WHAT YOU NEED TO DO: Copy out the data below verbatim.

═══ GIVEN INFORMATION

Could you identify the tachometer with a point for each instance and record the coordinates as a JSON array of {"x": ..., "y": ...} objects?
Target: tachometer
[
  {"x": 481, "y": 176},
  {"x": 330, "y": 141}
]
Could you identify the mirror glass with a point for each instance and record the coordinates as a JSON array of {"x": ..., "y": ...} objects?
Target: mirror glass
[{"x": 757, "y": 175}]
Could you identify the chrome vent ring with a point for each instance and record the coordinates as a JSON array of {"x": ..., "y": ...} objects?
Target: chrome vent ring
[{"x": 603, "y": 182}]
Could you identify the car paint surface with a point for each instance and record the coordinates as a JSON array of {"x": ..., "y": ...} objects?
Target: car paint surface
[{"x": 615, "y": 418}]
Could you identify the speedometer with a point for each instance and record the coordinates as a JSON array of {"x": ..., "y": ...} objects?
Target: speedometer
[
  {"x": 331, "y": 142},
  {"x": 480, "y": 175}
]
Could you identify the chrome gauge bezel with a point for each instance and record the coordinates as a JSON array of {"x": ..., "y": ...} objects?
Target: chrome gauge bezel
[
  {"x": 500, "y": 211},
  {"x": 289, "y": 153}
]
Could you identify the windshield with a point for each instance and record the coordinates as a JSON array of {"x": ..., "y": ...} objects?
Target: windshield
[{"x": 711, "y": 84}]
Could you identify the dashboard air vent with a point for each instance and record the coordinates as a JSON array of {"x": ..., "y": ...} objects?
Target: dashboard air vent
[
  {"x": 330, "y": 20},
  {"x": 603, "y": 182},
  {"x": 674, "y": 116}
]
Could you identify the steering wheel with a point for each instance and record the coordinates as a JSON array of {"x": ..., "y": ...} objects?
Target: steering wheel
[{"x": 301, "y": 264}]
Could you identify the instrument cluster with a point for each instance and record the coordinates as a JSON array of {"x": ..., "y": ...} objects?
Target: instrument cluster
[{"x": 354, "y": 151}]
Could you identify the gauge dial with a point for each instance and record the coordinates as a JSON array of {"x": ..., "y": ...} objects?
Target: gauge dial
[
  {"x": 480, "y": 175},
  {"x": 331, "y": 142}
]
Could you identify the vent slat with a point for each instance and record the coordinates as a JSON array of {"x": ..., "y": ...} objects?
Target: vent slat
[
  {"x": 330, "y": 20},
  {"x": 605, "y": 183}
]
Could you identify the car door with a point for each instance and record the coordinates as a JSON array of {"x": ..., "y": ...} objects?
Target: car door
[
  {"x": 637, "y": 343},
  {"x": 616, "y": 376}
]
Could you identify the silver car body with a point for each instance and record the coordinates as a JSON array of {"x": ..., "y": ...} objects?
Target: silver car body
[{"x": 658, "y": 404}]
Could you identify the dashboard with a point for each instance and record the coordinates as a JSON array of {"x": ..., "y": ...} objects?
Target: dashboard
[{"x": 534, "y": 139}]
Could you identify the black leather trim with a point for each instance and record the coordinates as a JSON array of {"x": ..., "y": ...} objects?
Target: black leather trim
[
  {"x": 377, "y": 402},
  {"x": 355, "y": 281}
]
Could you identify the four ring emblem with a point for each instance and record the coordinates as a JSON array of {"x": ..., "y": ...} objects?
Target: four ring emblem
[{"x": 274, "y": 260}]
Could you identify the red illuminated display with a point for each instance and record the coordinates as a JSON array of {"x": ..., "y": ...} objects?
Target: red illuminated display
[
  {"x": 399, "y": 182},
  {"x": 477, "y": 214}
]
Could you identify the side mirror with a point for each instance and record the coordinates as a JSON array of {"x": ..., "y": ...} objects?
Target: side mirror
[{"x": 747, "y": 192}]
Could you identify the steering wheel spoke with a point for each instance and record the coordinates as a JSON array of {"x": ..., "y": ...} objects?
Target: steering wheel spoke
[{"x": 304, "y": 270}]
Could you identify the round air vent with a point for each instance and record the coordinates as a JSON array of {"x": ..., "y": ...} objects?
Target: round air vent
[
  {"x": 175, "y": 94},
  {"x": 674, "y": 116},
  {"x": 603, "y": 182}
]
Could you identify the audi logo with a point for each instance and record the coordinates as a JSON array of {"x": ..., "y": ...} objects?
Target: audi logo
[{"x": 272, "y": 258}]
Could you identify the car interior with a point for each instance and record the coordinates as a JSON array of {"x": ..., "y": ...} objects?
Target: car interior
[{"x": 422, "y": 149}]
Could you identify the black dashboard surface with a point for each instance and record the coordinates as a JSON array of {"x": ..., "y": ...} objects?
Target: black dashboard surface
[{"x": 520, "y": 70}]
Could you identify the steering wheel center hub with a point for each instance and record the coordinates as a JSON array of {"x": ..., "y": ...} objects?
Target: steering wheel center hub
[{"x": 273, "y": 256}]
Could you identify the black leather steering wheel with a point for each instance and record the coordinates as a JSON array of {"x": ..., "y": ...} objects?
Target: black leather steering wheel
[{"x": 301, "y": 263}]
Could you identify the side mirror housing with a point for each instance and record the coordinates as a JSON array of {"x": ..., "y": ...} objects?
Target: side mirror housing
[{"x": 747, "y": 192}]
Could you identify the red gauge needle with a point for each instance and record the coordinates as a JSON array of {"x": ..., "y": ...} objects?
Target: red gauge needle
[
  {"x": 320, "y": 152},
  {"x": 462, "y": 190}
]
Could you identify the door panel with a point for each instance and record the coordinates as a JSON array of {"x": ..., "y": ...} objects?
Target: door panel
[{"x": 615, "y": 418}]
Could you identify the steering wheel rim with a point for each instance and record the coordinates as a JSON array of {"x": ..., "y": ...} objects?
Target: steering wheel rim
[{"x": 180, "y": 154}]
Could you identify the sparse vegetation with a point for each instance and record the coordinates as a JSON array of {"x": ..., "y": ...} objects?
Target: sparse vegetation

══════

WORKED ANSWER:
Could you identify the tachometer with a point for each instance and record the coordinates as a JSON array of {"x": ..., "y": ...} objects?
Target: tachometer
[
  {"x": 481, "y": 176},
  {"x": 330, "y": 141}
]
Could you identify the mirror glass with a point for each instance and record the coordinates as a JSON array of {"x": ..., "y": ...} objects?
Target: mirror glass
[{"x": 757, "y": 175}]
Could you identify the chrome vent ring with a point for each instance and record the coordinates as a JSON array of {"x": ..., "y": ...} objects?
Target: chrome vent ring
[{"x": 603, "y": 182}]
Could you identify the car paint surface with a point for each instance and record the coordinates as a JSON array of {"x": ..., "y": ...} objects?
Target: car paint surface
[{"x": 615, "y": 418}]
Could you identify the speedometer with a point for each instance and record the coordinates as a JSON array of {"x": ..., "y": ...} objects?
Target: speedometer
[
  {"x": 331, "y": 142},
  {"x": 480, "y": 175}
]
Could you identify the chrome gauge bezel with a point for each instance and record the coordinates as a JSON array of {"x": ..., "y": ...} objects?
Target: chrome gauge bezel
[
  {"x": 500, "y": 211},
  {"x": 289, "y": 153}
]
Could you identify the windshield with a point for each instance and record the coordinates as a JSON array of {"x": ..., "y": ...} objects?
Target: windshield
[{"x": 711, "y": 84}]
Could you identify the dashboard air vent with a point for each instance and record the coordinates as a JSON array of {"x": ..., "y": ...} objects?
Target: dashboard air vent
[
  {"x": 330, "y": 20},
  {"x": 603, "y": 182},
  {"x": 674, "y": 116}
]
Could you identify the steering wheel with a point for each instance and record the coordinates as a JSON array of {"x": ..., "y": ...} objects?
Target: steering wheel
[{"x": 301, "y": 264}]
Could you identify the instrument cluster with a point for each instance and record the coordinates as a JSON array of {"x": ..., "y": ...} objects?
Target: instrument cluster
[{"x": 354, "y": 151}]
Could you identify the gauge dial with a point for each instance and record the coordinates as a JSON array of {"x": ..., "y": ...} objects?
Target: gauge dial
[
  {"x": 480, "y": 175},
  {"x": 331, "y": 142}
]
Could you identify the vent slat with a point for each instance and record the coordinates as a JSON array of {"x": ..., "y": ...} objects?
Target: vent slat
[
  {"x": 330, "y": 20},
  {"x": 605, "y": 183}
]
Could you identify the car door with a point for each instance and record the coordinates as a JSON array of {"x": ..., "y": ...} objects?
Target: car door
[
  {"x": 637, "y": 343},
  {"x": 616, "y": 376}
]
Could you identify the silver car body with a point for each instance and record the coordinates as a JSON array of {"x": ..., "y": ...} objects?
Target: silver car body
[{"x": 658, "y": 404}]
Could you identify the dashboard with a point for each instance and record the coordinates as a JSON array of {"x": ..., "y": ...} objects?
Target: dashboard
[{"x": 534, "y": 139}]
Could you identify the black leather trim with a point for each instance and record the coordinates as a JSON array of {"x": ..., "y": ...} objects?
Target: black leather trim
[
  {"x": 377, "y": 402},
  {"x": 355, "y": 281}
]
Could you identify the four ring emblem with a point for each instance and record the coordinates as a JSON array of {"x": ..., "y": ...} objects?
Target: four ring emblem
[{"x": 274, "y": 260}]
Could you identify the red illuminated display with a point for each instance and record the coordinates as a JSON array of {"x": ..., "y": ...} objects?
Target: red illuminated display
[
  {"x": 399, "y": 182},
  {"x": 477, "y": 214}
]
Could you identify the side mirror with a point for each instance and record the coordinates as a JSON array of {"x": ..., "y": ...} objects?
Target: side mirror
[{"x": 747, "y": 192}]
Could you identify the steering wheel spoke with a point for each instance and record the coordinates as a JSON array of {"x": ..., "y": ...} objects?
Target: steering wheel spoke
[{"x": 304, "y": 270}]
Could you identify the round air vent with a point for each instance and record the coordinates as a JSON array of {"x": ..., "y": ...} objects?
Target: round air vent
[
  {"x": 175, "y": 94},
  {"x": 674, "y": 116},
  {"x": 603, "y": 182}
]
Could you identify the audi logo with a point for each instance and record the coordinates as a JSON array of {"x": ..., "y": ...} objects?
Target: audi logo
[{"x": 272, "y": 258}]
Could you identify the car interior with a point for each instance and record the coordinates as a JSON array of {"x": ..., "y": ...} objects?
Target: car interior
[{"x": 422, "y": 149}]
Could you identify the black dashboard surface with a point for each instance and record the coordinates as a JSON array of {"x": ..., "y": ...} objects?
Target: black dashboard surface
[{"x": 520, "y": 70}]
Could you identify the steering wheel center hub with a point for each instance and record the coordinates as a JSON array of {"x": ..., "y": ...} objects?
Target: steering wheel center hub
[{"x": 273, "y": 256}]
Could you identify the black leather steering wheel with a point for each instance and record the coordinates as a JSON array of {"x": ..., "y": ...} objects?
Target: black leather steering wheel
[{"x": 301, "y": 263}]
Could you identify the side mirror housing with a point for each instance and record the coordinates as a JSON array of {"x": ..., "y": ...} objects?
Target: side mirror housing
[{"x": 747, "y": 192}]
Could you identify the red gauge needle with a point for each instance and record the coordinates as a JSON array of {"x": ..., "y": ...} objects?
Target: red gauge needle
[
  {"x": 320, "y": 152},
  {"x": 462, "y": 190}
]
Could you identify the door panel with a point for each instance and record the coordinates as a JSON array of {"x": ..., "y": ...} objects?
Target: door panel
[{"x": 615, "y": 418}]
Could you identify the steering wheel rim with a point for each instance and record the coordinates as a JSON array of {"x": ..., "y": ...} objects?
Target: steering wheel rim
[{"x": 180, "y": 154}]
Could you identify the sparse vegetation with a point for each instance and record the coordinates as a JSON array of {"x": ..., "y": ...} objects?
Target: sparse vegetation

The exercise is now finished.